● **ABOUT THIS EXERCISE**
Write each record again exactly as it stands.

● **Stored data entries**
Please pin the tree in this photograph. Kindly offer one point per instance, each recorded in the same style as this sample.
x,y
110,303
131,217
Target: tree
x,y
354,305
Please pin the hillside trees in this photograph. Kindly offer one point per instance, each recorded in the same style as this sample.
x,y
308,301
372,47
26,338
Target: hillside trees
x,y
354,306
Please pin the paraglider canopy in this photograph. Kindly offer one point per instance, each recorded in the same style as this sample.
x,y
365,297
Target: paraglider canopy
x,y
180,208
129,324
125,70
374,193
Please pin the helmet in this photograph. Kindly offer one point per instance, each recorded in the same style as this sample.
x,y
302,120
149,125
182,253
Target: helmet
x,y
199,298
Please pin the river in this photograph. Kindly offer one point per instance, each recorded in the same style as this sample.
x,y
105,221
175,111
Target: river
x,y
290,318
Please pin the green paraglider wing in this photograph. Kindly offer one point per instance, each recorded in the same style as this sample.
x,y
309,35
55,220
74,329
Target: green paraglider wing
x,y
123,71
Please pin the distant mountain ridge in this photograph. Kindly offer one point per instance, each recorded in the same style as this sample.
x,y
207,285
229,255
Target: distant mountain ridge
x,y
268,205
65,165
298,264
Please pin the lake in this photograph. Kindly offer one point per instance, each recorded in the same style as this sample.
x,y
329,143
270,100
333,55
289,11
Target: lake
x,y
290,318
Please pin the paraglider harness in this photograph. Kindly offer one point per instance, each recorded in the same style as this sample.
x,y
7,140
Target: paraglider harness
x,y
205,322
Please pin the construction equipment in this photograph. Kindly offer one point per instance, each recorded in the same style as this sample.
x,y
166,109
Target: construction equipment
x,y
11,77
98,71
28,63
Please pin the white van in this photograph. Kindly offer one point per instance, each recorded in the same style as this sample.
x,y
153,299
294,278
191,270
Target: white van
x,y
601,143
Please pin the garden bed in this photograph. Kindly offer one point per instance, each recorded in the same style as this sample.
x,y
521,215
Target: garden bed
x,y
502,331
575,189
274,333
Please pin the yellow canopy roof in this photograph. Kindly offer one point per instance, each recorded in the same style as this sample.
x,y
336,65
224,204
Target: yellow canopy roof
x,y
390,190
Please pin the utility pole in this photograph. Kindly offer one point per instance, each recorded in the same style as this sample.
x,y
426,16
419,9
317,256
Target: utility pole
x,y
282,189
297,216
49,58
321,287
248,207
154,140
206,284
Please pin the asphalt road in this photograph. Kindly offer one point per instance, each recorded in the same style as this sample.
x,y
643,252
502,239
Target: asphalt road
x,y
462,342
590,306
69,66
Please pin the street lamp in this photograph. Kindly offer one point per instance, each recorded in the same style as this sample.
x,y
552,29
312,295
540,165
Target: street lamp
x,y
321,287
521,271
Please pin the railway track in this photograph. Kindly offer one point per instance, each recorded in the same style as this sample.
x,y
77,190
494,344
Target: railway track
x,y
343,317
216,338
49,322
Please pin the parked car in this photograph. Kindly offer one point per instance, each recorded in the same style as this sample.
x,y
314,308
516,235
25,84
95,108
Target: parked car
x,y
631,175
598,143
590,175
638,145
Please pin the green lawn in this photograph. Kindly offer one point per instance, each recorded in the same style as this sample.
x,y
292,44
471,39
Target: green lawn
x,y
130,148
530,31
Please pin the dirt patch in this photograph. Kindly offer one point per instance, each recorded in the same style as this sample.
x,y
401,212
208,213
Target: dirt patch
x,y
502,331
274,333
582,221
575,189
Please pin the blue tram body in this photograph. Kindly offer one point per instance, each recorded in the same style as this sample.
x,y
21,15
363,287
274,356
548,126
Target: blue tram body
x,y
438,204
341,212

● **RESULT OF THIS EXERCISE**
Please pin the tree in this photograph. Kindly offer one point per instance, each recorded in the same style as this sample.
x,y
110,303
131,217
Target: tree
x,y
354,305
Please pin the hillside trees in this photograph. Kindly offer one point per instance, each recorded in the same style as this sample.
x,y
308,301
372,47
26,338
Target: hillside trees
x,y
354,306
Please pin the paraglider canopy in this photograph. Kindly offer one point per instance, each recorded in the same style as this sample.
x,y
365,297
Target: paraglider canopy
x,y
180,208
129,324
125,70
374,193
Please pin the helmet in this photograph. Kindly offer one point per instance, each recorded in the same style as this sample.
x,y
302,120
149,125
182,253
Target: helmet
x,y
199,298
Please pin the river in this photograph. Kindly offer one point per instance, each recorded in the same style as this sample.
x,y
105,221
175,111
Target: river
x,y
290,318
Please pin the green paraglider wing in this photograph. Kindly offer one point per instance, each recorded in the same style as this sample.
x,y
309,35
55,220
74,329
Target: green paraglider wing
x,y
123,71
Please pin the distant mountain ridge in this photograph. Kindly offer one point per instance, each recorded in the same style as this sample.
x,y
207,285
229,255
Target: distant mountain ridge
x,y
268,205
65,165
298,264
Please pin the lake in this photograph. Kindly offer one point per instance, each recorded in the same style as this sample.
x,y
329,143
270,100
333,55
289,11
Target: lake
x,y
290,318
Please pin the paraglider harness in this photograph. Kindly offer one point per instance, each recorded in the same style as this sample.
x,y
7,140
Target: paraglider harness
x,y
205,322
Please pin the construction equipment in this photograph. Kindly offer one point per instance, each recorded in the same style as this sample.
x,y
166,109
Target: construction equipment
x,y
11,77
98,71
28,63
Please pin the white van in this photograph. Kindly offer one point per instance, each recorded in the same style as this sample.
x,y
153,299
294,278
191,270
Target: white van
x,y
601,143
Please pin the garden bed in this photograph. Kindly offer one point per instance, each recorded in the same style as this sample.
x,y
521,215
Target: garden bed
x,y
502,331
575,189
274,333
Please pin the yellow canopy roof in this photograph. Kindly offer one point per instance, each recorded in the same style as this sample.
x,y
336,65
224,204
Target: yellow canopy roof
x,y
390,190
Please pin the utility pole in this photograph. Kindly offer one point per instance, each recorded in the same style as this sample.
x,y
426,16
419,9
317,256
Target: utility pole
x,y
282,189
297,216
49,58
321,287
248,207
154,140
206,284
Please pin the asphalt road in this photograph. Kindly offer one point per instance, each recorded in the same style as this sample.
x,y
643,252
502,239
Target: asphalt road
x,y
462,342
590,306
69,66
Please pin the street lamp in this photograph. Kindly offer one point per instance, each recorded in the same style as this sample.
x,y
552,29
312,295
540,165
Target: street lamp
x,y
321,287
521,271
Please pin the railway track in this photograph. Kindly offer one point per instance, each recorded in the same style as this sample.
x,y
77,190
494,344
Target: railway track
x,y
343,317
216,338
49,322
Please pin the parked car in this photograph. Kindly offer one point per instance, each recorded in the same style as this sample.
x,y
314,308
516,235
25,84
95,108
Target: parked car
x,y
631,175
598,143
590,175
638,145
Please pin the green lawn in this photograph. Kindly offer one point per instance, each recorded in the same style as this sample.
x,y
292,44
471,39
Target: green lawn
x,y
130,148
530,31
Please pin the dirt patch in this photograph. Kindly offer one point per instance, each recorded in the same style as this sample.
x,y
401,212
208,213
Target: dirt patch
x,y
502,331
274,333
582,221
575,189
Please pin the blue tram body in this photograph. Kindly offer one point per instance, each recorded in the same style as this sample.
x,y
21,15
363,287
274,356
548,126
Target: blue tram body
x,y
438,204
341,212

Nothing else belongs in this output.